** What is required **
Count the lines in the listing below that contain the string "jersey", matching case exactly, and give only the number.

** Record set **
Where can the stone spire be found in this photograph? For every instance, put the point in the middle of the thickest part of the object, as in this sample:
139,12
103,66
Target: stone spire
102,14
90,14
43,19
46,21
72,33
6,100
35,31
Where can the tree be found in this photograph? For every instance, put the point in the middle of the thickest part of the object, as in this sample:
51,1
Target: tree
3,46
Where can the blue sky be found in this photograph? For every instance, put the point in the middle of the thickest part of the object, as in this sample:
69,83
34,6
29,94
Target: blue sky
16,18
==
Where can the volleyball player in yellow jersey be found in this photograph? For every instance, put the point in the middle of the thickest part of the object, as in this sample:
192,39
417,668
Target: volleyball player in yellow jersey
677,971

** Output of the exercise **
2